#### [WORK INSTRUCTION]
An exact copy of the data is required. No picture may appear in it.

========

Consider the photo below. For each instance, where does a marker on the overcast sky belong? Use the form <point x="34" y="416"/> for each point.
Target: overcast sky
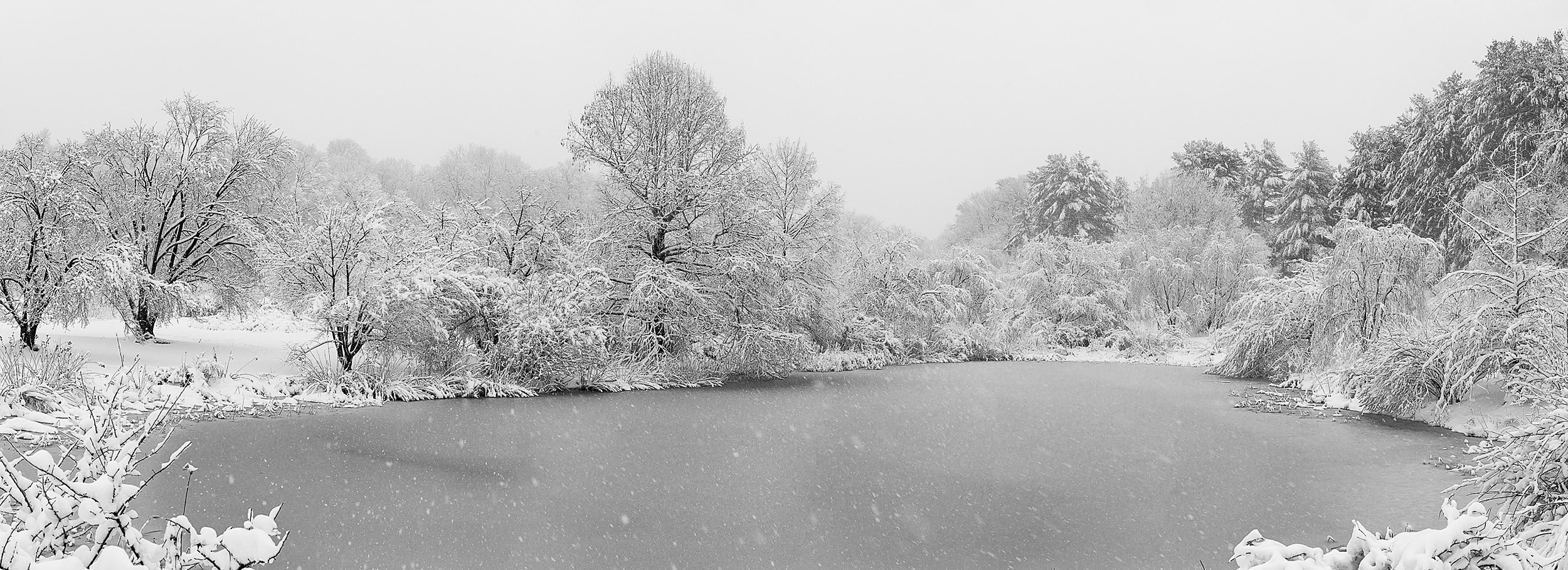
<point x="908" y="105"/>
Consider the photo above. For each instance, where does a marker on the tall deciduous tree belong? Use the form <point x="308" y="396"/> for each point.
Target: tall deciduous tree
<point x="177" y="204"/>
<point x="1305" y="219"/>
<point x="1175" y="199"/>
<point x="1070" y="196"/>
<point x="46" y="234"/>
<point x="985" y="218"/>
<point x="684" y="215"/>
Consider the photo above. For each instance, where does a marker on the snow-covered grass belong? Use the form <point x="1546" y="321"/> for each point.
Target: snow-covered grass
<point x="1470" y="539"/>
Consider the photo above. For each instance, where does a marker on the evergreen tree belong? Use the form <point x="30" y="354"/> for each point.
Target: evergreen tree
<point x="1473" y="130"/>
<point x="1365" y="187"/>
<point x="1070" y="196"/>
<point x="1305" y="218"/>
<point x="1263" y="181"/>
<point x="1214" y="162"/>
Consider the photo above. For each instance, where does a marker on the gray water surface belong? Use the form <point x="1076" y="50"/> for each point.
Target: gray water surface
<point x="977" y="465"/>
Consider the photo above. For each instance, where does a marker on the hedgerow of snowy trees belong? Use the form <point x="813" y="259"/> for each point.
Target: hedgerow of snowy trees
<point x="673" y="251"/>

========

#### [YOUR RESPONSE]
Consider the photo below. For each instance, where does a marker on the overcast sky belong? Use the form <point x="34" y="416"/> for each point.
Target: overcast sky
<point x="908" y="105"/>
Consider the photo above. For each instance, where does a marker on the tall deciduous tree belong? Use the form <point x="308" y="396"/> for each point.
Target: tall deciduous tree
<point x="177" y="204"/>
<point x="1305" y="219"/>
<point x="1175" y="199"/>
<point x="1070" y="196"/>
<point x="46" y="234"/>
<point x="985" y="218"/>
<point x="684" y="215"/>
Consider the photo above. For each instance, where does a marker on the snow-covered grass belong? Use the form <point x="1546" y="321"/> for each point.
Target: snow-covered grass
<point x="1470" y="539"/>
Consider the photo above. For each instance, where does a marker on the evergreen tree belong? Use the form <point x="30" y="354"/> for each point.
Target: evergreen tree
<point x="1473" y="130"/>
<point x="1365" y="187"/>
<point x="1070" y="196"/>
<point x="1305" y="218"/>
<point x="1263" y="181"/>
<point x="1214" y="162"/>
Consider the photo above. For each instance, where does a marker on the gray water surface belong? Use the form <point x="1076" y="50"/> for each point.
Target: gray water surface
<point x="977" y="465"/>
Consider the photo above. For each instance, where does a marker on the hedgerow of snowy trees belong? Use the form <point x="813" y="259"/> for each point.
Target: hedgerow of snowy trees
<point x="673" y="251"/>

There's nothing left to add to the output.